Work instructions ▸
Return the material below word for word and line by line, adding nothing and leaving nothing out.
::::::::::
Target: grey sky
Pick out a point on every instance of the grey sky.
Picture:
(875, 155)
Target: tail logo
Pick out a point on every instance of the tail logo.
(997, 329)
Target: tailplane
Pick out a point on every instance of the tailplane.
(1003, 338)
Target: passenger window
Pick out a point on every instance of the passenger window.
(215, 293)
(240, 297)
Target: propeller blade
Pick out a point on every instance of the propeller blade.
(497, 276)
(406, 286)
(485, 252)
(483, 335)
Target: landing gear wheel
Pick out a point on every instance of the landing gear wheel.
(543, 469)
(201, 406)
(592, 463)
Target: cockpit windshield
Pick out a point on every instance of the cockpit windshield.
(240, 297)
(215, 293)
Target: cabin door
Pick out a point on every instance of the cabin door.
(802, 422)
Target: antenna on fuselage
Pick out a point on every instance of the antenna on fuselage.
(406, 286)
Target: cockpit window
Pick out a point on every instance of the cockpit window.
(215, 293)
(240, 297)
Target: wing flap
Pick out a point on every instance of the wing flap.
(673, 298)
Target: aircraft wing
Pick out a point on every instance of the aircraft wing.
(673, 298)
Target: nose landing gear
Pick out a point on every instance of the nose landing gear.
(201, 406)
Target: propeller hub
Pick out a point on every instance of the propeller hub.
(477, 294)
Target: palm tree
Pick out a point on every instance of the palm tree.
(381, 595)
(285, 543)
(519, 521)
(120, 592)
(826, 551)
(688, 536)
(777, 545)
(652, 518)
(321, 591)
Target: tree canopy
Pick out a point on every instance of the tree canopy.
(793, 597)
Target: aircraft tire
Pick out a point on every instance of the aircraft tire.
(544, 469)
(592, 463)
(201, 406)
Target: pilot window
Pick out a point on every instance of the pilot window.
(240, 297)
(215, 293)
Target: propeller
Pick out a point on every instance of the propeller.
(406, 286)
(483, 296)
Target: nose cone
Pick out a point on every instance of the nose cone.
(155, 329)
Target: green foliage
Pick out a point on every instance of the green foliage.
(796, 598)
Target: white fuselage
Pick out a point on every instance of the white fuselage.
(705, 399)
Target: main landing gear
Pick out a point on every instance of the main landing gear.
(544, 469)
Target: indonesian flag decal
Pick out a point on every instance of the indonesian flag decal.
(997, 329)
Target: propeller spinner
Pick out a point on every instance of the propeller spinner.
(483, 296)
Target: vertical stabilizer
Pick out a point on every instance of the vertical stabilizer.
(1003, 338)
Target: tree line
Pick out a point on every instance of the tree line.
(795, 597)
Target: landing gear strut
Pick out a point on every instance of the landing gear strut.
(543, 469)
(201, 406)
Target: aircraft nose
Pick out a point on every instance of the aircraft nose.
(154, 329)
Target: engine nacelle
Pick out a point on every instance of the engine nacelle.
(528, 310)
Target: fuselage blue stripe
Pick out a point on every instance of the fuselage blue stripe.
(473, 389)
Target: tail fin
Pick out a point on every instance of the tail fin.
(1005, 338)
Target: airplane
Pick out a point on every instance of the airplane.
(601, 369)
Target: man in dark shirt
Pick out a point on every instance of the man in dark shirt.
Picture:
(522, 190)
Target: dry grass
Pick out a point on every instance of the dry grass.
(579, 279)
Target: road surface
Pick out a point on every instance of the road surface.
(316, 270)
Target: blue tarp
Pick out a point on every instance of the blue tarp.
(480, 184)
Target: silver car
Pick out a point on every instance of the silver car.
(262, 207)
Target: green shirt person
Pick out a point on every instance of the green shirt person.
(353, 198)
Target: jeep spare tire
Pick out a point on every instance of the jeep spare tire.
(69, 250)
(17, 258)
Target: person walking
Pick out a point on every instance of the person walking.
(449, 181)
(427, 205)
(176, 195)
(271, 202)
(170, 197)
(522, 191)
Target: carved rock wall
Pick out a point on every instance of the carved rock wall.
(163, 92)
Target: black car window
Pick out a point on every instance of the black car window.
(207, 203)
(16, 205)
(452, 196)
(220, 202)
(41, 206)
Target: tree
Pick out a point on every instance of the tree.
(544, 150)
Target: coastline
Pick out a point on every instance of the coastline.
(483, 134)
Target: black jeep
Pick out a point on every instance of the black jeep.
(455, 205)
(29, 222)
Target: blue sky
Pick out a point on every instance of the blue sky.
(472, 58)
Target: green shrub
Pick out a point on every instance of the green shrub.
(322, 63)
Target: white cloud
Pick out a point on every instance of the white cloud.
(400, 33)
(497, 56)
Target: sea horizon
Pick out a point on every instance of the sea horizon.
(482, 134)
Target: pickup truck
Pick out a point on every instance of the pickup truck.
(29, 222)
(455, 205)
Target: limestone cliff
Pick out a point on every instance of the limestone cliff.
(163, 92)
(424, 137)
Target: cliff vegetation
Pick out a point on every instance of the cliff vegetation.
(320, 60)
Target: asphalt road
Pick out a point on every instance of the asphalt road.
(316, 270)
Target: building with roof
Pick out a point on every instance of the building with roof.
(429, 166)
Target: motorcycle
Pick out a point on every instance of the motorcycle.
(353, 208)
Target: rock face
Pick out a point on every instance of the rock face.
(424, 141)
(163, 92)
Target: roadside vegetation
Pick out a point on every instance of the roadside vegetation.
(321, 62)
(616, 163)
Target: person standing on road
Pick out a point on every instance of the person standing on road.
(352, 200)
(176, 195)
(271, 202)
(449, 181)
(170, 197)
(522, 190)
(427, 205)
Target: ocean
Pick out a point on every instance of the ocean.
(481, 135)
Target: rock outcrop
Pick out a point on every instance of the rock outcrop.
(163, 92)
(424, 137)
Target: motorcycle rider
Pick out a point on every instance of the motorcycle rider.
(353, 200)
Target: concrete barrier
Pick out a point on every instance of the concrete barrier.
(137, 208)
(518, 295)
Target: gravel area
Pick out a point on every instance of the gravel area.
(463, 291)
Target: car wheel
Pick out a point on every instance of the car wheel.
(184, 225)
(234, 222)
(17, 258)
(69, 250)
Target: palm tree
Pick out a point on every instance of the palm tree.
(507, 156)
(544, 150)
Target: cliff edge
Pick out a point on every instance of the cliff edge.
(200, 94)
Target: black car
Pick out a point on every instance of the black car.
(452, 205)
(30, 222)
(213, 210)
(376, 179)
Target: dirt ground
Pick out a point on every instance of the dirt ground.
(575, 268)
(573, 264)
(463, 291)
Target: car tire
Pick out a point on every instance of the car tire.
::::::::::
Task output ▸
Target: grey sky
Pick out a point on every instance of the grey sky.
Picture:
(875, 155)
Target: tail logo
Pick out a point on every instance of the tail logo.
(997, 329)
Target: tailplane
Pick out a point on every instance of the tailplane.
(1003, 338)
Target: passenger window
Pick out a point on every instance of the passenger window.
(215, 293)
(240, 297)
Target: propeller blade
Pick out a point on every instance of the propeller blade.
(497, 276)
(406, 286)
(485, 252)
(483, 335)
Target: landing gear wheel
Pick out a point on every instance of the landing gear wheel.
(543, 469)
(201, 406)
(592, 463)
Target: cockpit windshield
Pick out a point on every instance of the cockpit windshield.
(240, 297)
(215, 293)
Target: cabin door
Pick out a point on every instance of the cabin door.
(802, 422)
Target: antenna on fuselage
Pick out a point on every instance of the antenna on fuselage.
(406, 286)
Target: cockpit window
Pick out a point on every instance of the cockpit window.
(215, 293)
(240, 297)
Target: wing flap
Pick out a point on every instance of the wing flap.
(673, 298)
Target: aircraft wing
Pick out a point on every instance of the aircraft wing.
(673, 298)
Target: nose landing gear
Pick out a point on every instance of the nose landing gear.
(201, 406)
Target: propeller hub
Pick out a point on every instance of the propeller hub.
(477, 294)
Target: palm tree
Pick out a point on every instance of the palm tree.
(381, 595)
(285, 543)
(519, 521)
(120, 592)
(826, 551)
(688, 536)
(777, 545)
(652, 518)
(321, 591)
Target: tree canopy
Pick out a point on every instance of the tree canopy.
(793, 597)
Target: aircraft tire
Pick out a point on every instance of the aircraft tire.
(544, 469)
(592, 463)
(201, 406)
Target: pilot window
Pick out a point on every instance of the pilot window.
(240, 297)
(215, 293)
Target: propeller
Pick out a point on every instance of the propeller.
(406, 286)
(483, 296)
Target: nose cone
Pick out a point on every instance of the nose cone.
(155, 329)
Target: green foliage
Pick out a point on every instance of the green foliage.
(796, 598)
Target: white fuselage
Pick out a point on every instance of the white fuselage.
(705, 399)
Target: main landing gear
Pick out a point on every instance of the main landing gear.
(544, 469)
Target: indonesian flag decal
Pick out a point on every instance of the indonesian flag decal.
(997, 329)
Target: propeller spinner
Pick out a point on every instance of the propeller spinner.
(483, 296)
Target: vertical stabilizer
Pick out a point on every instance of the vertical stabilizer.
(1003, 338)
Target: tree line
Pick out a point on every instance of the tree line.
(795, 597)
Target: landing gear strut
Pick out a point on every instance of the landing gear strut.
(543, 469)
(201, 406)
Target: aircraft nose
Pick out a point on every instance of the aircraft nose.
(154, 329)
Target: engine nacelle
Pick out a point on every instance of the engine nacelle.
(528, 310)
Target: fuselage blue stripe
Pick out a point on every instance of the fuselage blue stripe.
(473, 389)
Target: tail fin
Pick out a point on every instance of the tail fin.
(1005, 338)
Target: airplane
Pick out a point on every instance of the airplane.
(601, 369)
Target: man in dark shirt
Pick out a point on every instance of the man in dark shirt.
Picture:
(522, 190)
Target: dry grass
Pick out a point on every instance of the dry grass.
(579, 279)
Target: road surface
Pick out a point on every instance of the road surface.
(316, 270)
Target: blue tarp
Pick out a point on every instance of the blue tarp.
(480, 184)
Target: silver car
Pick out a point on every instance of the silver car.
(262, 207)
Target: green shirt person
Pick out a point on every instance of the green shirt person.
(353, 198)
Target: jeep spare tire
Pick out a point on every instance of the jeep spare tire.
(69, 250)
(17, 258)
Target: person walking
Pick out a point on every instance of the person walking.
(449, 181)
(427, 205)
(176, 195)
(271, 202)
(170, 197)
(522, 191)
Target: carved rock wall
Pick out a point on every instance of the carved rock wall.
(163, 92)
Target: black car window
Pick out a point on every instance of the black car window.
(207, 203)
(16, 205)
(452, 196)
(220, 202)
(41, 206)
Target: tree
Pick out a point on every instance of the tree.
(544, 150)
Target: coastline
Pick out a point on every instance of the coastline.
(483, 134)
Target: black jeep
Pick out a point on every instance of the black jeep.
(455, 205)
(29, 222)
Target: blue sky
Pick out a point on every instance of the blue sky.
(472, 58)
Target: green shrub
Pick out a point on every instance of the green shrub.
(322, 63)
Target: white cloud
Pick out a point on every instance of the white cloud.
(400, 33)
(497, 56)
Target: sea horizon
Pick out a point on every instance of the sea horizon.
(482, 134)
Target: pickup truck
Pick out a point on every instance of the pickup truck.
(29, 222)
(455, 205)
Target: limestone cliff
Pick out a point on every instance of the limestone cliff.
(163, 92)
(424, 137)
Target: cliff vegetation
Pick out a point on every instance of the cliff vegetation.
(320, 60)
Target: asphalt road
Pick out a point on every instance of the asphalt road.
(316, 270)
Target: building with roof
Pick out a point on every instance of the building with roof.
(429, 166)
Target: motorcycle
Pick out a point on every instance of the motorcycle.
(353, 208)
Target: rock face
Pick out a point on every instance of the rock face.
(424, 141)
(163, 92)
Target: roadside vegetation
Pick out a point on every instance of the roadside vegetation.
(321, 62)
(616, 163)
Target: person standing on road
Pick out a point on every instance of the person standing on road.
(352, 200)
(176, 195)
(271, 202)
(449, 181)
(170, 197)
(522, 190)
(427, 205)
Target: ocean
Pick out a point on every instance of the ocean.
(481, 135)
Target: rock outcrop
Pick out a point on every instance of the rock outcrop.
(163, 92)
(424, 137)
Target: motorcycle rider
Pick out a point on every instance of the motorcycle rider.
(353, 200)
Target: concrete barrier
Pick out a point on every instance of the concrete barrier.
(137, 208)
(518, 295)
Target: gravel area
Pick out a point on every instance of the gravel area.
(463, 291)
Target: car wheel
Pick out a point on every instance of the car wheel.
(184, 225)
(234, 222)
(17, 258)
(69, 250)
Target: palm tree
Pick out a point on every instance of the palm tree.
(507, 156)
(544, 150)
Target: cliff edge
Pick out a point on every instance of the cliff edge.
(200, 94)
Target: black car
Pick out a point on every instance of the black car.
(452, 205)
(30, 222)
(213, 210)
(376, 179)
Target: dirt ground
Pick out a point on every instance of the dirt ground.
(575, 268)
(573, 264)
(463, 291)
Target: car tire
Pick out a point on every instance of the car tire.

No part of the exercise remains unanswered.